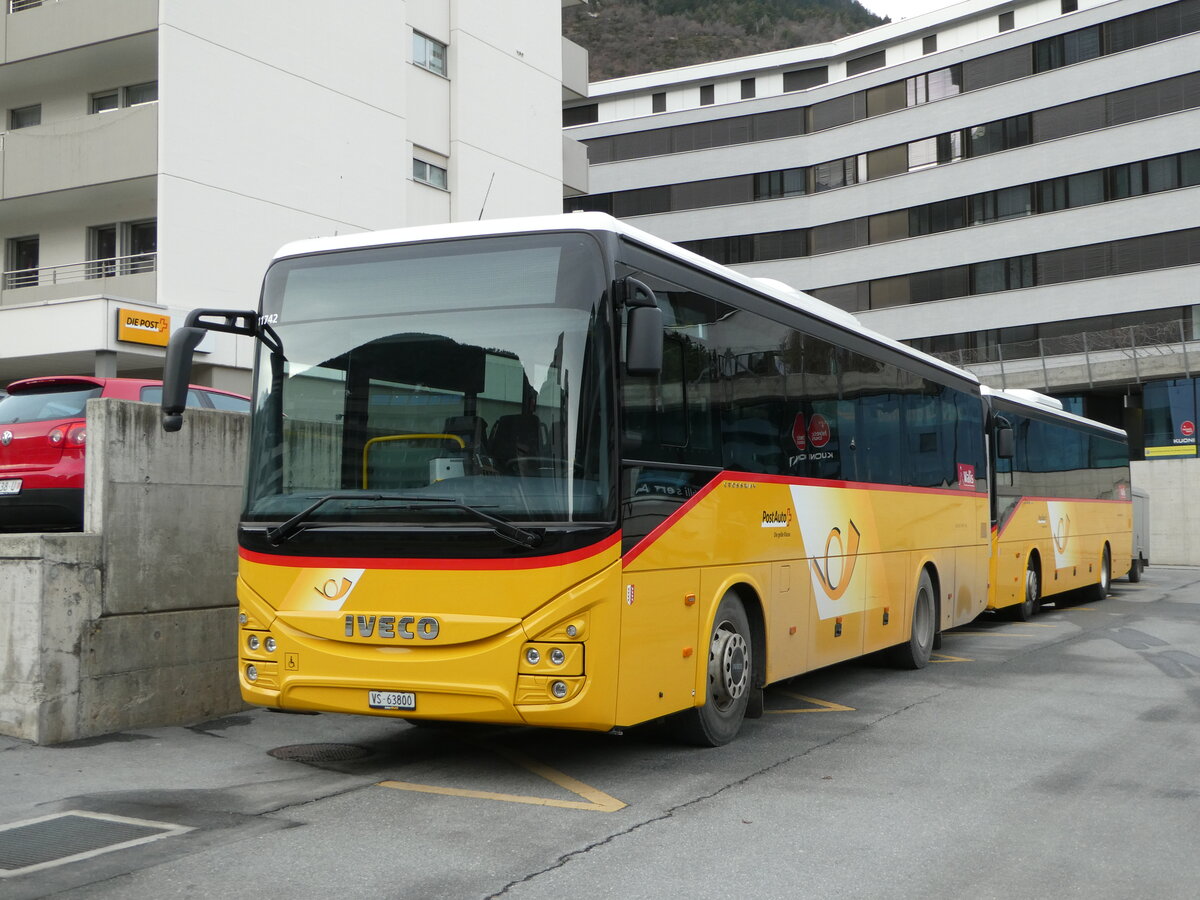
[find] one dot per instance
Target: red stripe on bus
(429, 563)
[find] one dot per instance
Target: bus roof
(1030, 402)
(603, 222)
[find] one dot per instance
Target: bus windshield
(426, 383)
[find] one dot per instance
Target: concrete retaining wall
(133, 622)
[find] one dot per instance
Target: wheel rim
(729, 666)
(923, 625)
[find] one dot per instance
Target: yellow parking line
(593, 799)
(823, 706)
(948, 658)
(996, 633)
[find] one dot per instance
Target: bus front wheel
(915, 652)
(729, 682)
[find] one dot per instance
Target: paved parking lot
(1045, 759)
★ ★ ★ ★
EXERCISE PROMPT —
All lines from the line containing "Target: red stripe on bus" through the last line of the data are to be repeated exactly; no other line belongs in the answer.

WORKED SOLUTION —
Target: red stripe on bus
(429, 563)
[find] one dot per instance
Target: bus roof
(1030, 402)
(603, 222)
[find] one dot per instance
Target: bus windshield
(426, 383)
[find] one dot per instance
Target: concrete retaining wall
(133, 622)
[find] one dot per instance
Target: wheel rim
(729, 666)
(923, 625)
[find] one dot per instance
Target: yellow parking line
(593, 799)
(823, 706)
(948, 658)
(996, 633)
[find] one dot per instance
Target: bus front wheel
(915, 652)
(729, 682)
[find] one dot per instance
Target: paved parking lot
(1045, 759)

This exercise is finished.